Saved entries
--*--
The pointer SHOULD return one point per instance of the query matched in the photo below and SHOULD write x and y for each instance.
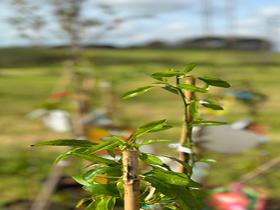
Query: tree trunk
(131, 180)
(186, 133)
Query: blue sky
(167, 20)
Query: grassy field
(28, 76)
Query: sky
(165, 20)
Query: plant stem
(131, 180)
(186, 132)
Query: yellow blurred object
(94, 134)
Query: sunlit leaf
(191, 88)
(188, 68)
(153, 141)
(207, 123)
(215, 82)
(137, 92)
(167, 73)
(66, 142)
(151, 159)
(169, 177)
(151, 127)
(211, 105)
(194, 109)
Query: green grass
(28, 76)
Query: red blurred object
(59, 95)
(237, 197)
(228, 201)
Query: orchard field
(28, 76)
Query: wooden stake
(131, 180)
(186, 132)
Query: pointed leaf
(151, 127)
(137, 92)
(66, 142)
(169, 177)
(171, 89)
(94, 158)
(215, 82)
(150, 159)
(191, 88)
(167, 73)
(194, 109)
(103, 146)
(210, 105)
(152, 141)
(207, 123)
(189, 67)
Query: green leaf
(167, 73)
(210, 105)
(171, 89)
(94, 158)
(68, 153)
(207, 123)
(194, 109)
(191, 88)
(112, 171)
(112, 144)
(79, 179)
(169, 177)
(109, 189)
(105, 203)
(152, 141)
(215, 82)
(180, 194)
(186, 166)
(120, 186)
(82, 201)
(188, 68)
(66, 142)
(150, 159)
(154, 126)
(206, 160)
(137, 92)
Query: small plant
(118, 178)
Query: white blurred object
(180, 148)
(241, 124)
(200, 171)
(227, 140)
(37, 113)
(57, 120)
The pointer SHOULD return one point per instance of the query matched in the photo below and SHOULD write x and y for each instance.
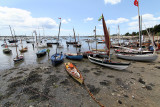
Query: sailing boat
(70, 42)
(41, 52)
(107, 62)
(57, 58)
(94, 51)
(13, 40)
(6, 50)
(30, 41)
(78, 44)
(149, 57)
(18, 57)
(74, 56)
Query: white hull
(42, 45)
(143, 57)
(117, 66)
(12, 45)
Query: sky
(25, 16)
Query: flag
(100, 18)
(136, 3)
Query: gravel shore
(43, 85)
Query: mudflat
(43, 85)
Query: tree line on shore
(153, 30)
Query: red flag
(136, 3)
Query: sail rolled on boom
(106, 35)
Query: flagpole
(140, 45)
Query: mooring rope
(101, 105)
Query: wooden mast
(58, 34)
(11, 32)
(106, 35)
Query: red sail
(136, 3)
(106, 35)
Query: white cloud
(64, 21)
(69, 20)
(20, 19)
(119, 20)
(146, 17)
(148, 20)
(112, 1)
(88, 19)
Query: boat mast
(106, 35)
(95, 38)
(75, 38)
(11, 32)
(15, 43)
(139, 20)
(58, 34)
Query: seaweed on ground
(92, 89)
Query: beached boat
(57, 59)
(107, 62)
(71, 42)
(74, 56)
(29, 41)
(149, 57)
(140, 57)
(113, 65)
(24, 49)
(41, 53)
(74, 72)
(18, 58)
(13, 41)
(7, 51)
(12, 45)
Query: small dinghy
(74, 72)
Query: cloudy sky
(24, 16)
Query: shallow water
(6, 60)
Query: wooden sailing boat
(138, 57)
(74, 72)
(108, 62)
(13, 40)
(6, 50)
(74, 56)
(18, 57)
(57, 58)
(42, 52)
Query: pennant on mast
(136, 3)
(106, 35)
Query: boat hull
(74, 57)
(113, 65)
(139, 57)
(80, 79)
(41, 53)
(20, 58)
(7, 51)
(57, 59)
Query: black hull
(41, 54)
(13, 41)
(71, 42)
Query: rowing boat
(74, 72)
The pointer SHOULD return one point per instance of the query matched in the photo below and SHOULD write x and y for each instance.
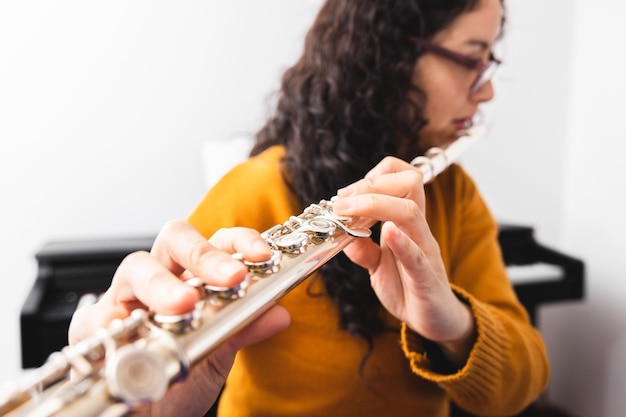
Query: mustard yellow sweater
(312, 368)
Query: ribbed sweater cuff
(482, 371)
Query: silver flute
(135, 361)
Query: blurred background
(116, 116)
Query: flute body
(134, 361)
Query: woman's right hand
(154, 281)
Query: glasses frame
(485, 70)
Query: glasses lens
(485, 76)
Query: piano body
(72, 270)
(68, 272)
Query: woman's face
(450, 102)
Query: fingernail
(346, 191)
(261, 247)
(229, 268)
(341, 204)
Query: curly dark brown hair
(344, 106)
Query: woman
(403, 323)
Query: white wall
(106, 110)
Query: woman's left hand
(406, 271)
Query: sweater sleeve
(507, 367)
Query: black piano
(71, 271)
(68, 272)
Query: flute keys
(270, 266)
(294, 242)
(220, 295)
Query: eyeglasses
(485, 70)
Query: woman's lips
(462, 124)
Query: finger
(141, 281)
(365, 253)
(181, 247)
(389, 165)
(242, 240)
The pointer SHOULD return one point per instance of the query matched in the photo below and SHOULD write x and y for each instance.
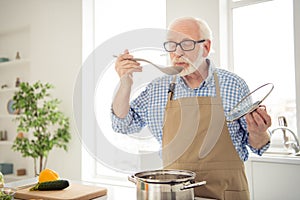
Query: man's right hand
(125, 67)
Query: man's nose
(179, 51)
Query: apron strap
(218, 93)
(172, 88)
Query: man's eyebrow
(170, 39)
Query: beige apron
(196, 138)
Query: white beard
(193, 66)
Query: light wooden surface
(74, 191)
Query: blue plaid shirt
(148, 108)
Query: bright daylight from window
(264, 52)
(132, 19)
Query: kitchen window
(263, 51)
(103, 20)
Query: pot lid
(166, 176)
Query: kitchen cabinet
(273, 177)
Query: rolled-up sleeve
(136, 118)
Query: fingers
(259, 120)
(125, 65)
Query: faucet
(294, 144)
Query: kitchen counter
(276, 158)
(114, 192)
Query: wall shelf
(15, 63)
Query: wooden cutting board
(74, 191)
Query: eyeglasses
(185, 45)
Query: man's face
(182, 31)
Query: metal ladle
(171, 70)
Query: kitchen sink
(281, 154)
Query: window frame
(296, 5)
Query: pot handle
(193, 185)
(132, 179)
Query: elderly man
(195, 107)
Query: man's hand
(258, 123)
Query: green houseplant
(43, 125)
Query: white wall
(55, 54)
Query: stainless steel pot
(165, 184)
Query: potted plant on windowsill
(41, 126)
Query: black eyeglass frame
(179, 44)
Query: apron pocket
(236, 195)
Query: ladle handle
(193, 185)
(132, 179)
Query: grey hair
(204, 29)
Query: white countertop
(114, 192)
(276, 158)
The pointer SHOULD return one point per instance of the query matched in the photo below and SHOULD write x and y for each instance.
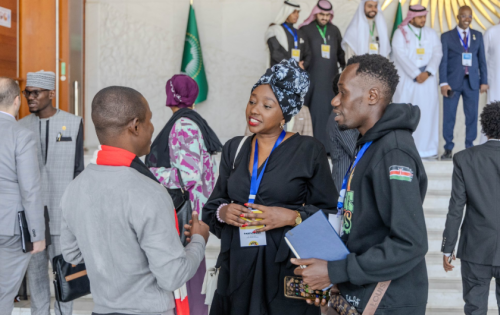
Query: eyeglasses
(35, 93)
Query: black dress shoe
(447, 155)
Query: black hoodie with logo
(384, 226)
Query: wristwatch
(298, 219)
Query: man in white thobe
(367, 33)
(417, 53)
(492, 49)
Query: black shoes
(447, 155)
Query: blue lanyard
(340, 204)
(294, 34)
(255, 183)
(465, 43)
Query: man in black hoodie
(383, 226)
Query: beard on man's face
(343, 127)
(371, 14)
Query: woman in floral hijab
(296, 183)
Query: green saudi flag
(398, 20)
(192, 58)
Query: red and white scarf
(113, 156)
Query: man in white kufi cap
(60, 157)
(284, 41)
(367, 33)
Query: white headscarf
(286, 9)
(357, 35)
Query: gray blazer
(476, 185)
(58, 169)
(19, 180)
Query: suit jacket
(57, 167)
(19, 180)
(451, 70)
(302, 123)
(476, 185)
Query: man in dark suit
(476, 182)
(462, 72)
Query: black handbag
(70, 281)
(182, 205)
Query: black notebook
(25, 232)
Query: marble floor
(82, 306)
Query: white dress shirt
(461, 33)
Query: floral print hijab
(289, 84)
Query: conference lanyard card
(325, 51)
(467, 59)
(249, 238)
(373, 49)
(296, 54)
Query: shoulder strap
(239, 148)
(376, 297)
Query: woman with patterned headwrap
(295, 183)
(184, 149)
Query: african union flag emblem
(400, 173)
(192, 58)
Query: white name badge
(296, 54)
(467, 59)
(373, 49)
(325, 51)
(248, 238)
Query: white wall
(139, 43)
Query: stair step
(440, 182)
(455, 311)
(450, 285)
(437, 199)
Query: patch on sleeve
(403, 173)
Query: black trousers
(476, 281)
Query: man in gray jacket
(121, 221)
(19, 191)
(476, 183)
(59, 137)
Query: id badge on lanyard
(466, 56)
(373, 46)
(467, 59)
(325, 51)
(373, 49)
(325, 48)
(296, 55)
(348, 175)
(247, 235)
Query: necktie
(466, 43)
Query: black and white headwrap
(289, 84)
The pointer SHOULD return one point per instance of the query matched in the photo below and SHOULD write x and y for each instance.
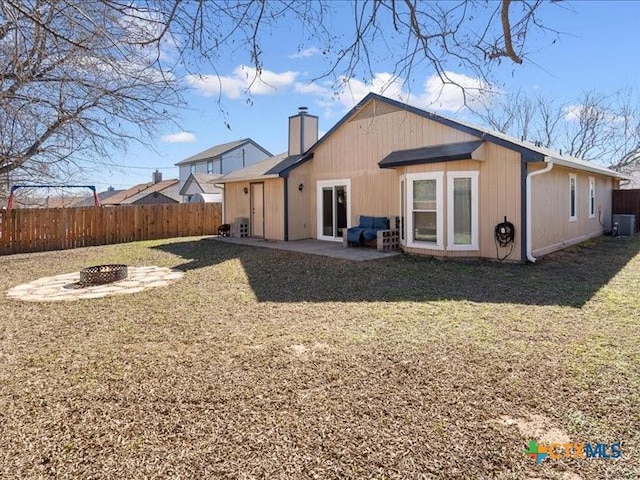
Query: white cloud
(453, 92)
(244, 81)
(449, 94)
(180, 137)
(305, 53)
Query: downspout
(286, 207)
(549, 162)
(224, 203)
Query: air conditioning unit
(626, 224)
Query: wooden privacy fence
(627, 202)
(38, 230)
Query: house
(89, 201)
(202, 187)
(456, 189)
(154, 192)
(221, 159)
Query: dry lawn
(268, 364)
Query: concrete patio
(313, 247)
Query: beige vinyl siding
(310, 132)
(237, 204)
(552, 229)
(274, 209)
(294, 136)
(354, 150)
--*--
Repeat only the lines from the line with "Query: black trousers" to the end of the entries, including both the first and the last line, and drop every picture.

Query: black trousers
(476, 281)
Query: man in gray jacket
(121, 221)
(19, 191)
(476, 183)
(59, 137)
Query: id badge on lanyard
(466, 56)
(373, 46)
(467, 59)
(325, 51)
(373, 49)
(325, 48)
(296, 55)
(348, 175)
(247, 235)
Query: necktie
(466, 43)
Query: black and white headwrap
(289, 84)
The pointer SHOULD return one point per instance of the query matched in the photo below and SHOULD write x and y for each instance.
Query: white cloud
(453, 92)
(244, 81)
(449, 94)
(180, 137)
(305, 53)
Query: downspout
(286, 207)
(549, 162)
(224, 203)
Query: air conditioning unit
(626, 224)
Query: wooden privacy fence
(627, 202)
(38, 230)
Query: house
(89, 201)
(202, 187)
(456, 189)
(154, 192)
(221, 159)
Query: dry lawn
(268, 364)
Query: concrete patio
(313, 247)
Query: beige vinyl siding
(310, 132)
(237, 204)
(552, 229)
(274, 209)
(294, 136)
(354, 150)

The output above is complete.